### AIM
Copy each of the rows below line for line, with no changes.

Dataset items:
══════
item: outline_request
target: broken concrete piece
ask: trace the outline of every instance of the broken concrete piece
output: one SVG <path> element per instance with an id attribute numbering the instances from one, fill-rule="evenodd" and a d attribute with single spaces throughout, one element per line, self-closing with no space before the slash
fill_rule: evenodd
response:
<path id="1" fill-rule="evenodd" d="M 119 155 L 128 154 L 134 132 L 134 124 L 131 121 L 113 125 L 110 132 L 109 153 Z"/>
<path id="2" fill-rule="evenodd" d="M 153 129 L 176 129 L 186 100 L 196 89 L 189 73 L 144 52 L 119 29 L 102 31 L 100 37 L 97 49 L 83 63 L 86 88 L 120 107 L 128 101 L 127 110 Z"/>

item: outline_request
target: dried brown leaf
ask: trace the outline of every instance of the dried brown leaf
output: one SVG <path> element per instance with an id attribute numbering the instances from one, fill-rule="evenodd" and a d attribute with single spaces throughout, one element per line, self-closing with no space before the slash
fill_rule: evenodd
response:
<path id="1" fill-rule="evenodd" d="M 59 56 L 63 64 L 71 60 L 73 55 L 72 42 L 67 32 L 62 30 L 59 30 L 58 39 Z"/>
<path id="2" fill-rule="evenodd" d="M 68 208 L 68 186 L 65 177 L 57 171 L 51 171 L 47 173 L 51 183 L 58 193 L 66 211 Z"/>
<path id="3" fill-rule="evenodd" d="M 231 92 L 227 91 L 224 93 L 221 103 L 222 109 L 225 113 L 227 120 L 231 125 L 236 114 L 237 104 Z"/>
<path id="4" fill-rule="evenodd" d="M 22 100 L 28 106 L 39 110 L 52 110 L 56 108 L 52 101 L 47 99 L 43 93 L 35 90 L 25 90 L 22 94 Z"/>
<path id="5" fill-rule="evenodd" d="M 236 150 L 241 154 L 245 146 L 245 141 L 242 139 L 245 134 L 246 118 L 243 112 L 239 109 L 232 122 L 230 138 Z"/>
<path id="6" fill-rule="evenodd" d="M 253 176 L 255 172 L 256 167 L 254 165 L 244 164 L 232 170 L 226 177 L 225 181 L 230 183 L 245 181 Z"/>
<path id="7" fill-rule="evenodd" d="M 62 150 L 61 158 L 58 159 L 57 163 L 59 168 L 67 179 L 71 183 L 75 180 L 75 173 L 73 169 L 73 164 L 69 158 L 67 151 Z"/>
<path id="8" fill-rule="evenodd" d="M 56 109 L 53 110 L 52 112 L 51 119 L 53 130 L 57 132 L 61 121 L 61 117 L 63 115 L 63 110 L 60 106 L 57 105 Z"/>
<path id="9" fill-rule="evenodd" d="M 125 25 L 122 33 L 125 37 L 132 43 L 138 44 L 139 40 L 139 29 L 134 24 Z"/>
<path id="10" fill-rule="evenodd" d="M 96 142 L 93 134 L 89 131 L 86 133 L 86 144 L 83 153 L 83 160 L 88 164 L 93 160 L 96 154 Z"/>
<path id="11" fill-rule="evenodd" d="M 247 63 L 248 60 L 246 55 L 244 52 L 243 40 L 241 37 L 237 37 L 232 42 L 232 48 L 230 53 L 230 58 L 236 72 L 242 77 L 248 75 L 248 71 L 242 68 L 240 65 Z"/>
══════
### EXERCISE RESULT
item: outline_request
target: broken concrete piece
ask: trace the outline of every instance of the broken concrete piece
output: one SVG <path> element per instance with an id attribute numbering the instances from one, fill-rule="evenodd" and a d attribute with single spaces throughout, one element per line, self-closing with no space before the slash
fill_rule: evenodd
response:
<path id="1" fill-rule="evenodd" d="M 119 155 L 128 154 L 134 132 L 134 124 L 131 121 L 113 125 L 110 132 L 109 153 Z"/>
<path id="2" fill-rule="evenodd" d="M 153 129 L 176 129 L 186 100 L 196 89 L 189 73 L 144 52 L 119 29 L 102 31 L 100 37 L 97 49 L 83 63 L 86 88 L 120 107 L 128 101 L 127 110 Z"/>

item: outline_request
target: dried brown leaf
ask: trace the outline of every instance of the dried brown leaf
output: one SVG <path> element per instance with an id attribute numbering the instances from one, fill-rule="evenodd" and a d attribute with single spaces throughout, one element per line, self-closing with no space before the slash
fill_rule: evenodd
response:
<path id="1" fill-rule="evenodd" d="M 59 56 L 63 64 L 71 60 L 73 55 L 72 42 L 67 32 L 62 30 L 59 30 L 58 39 Z"/>
<path id="2" fill-rule="evenodd" d="M 68 208 L 68 186 L 65 177 L 57 171 L 51 171 L 47 173 L 51 183 L 58 193 L 66 211 Z"/>
<path id="3" fill-rule="evenodd" d="M 231 92 L 227 91 L 224 93 L 221 103 L 222 109 L 225 113 L 227 120 L 231 125 L 236 114 L 237 104 Z"/>
<path id="4" fill-rule="evenodd" d="M 22 100 L 28 106 L 39 110 L 52 110 L 56 108 L 52 101 L 47 99 L 43 93 L 35 90 L 25 90 L 22 94 Z"/>
<path id="5" fill-rule="evenodd" d="M 236 150 L 241 154 L 245 146 L 245 141 L 242 139 L 245 134 L 246 118 L 243 112 L 239 109 L 232 122 L 230 138 Z"/>
<path id="6" fill-rule="evenodd" d="M 253 176 L 255 172 L 256 167 L 254 165 L 244 164 L 232 170 L 226 177 L 225 181 L 230 183 L 245 181 Z"/>
<path id="7" fill-rule="evenodd" d="M 62 150 L 61 158 L 58 159 L 57 163 L 59 168 L 67 179 L 71 183 L 75 180 L 75 173 L 73 169 L 73 164 L 69 158 L 67 151 Z"/>
<path id="8" fill-rule="evenodd" d="M 56 109 L 53 110 L 52 112 L 51 119 L 53 130 L 57 132 L 61 121 L 61 117 L 63 115 L 63 110 L 60 106 L 57 105 Z"/>
<path id="9" fill-rule="evenodd" d="M 125 25 L 122 33 L 125 37 L 132 43 L 138 44 L 139 40 L 139 29 L 134 24 Z"/>
<path id="10" fill-rule="evenodd" d="M 96 142 L 93 134 L 89 131 L 86 133 L 86 144 L 83 153 L 83 160 L 88 164 L 93 160 L 96 154 Z"/>
<path id="11" fill-rule="evenodd" d="M 247 63 L 248 60 L 246 55 L 244 52 L 243 40 L 241 37 L 237 37 L 232 42 L 232 48 L 230 53 L 230 58 L 236 72 L 242 77 L 248 75 L 248 71 L 242 68 L 240 65 Z"/>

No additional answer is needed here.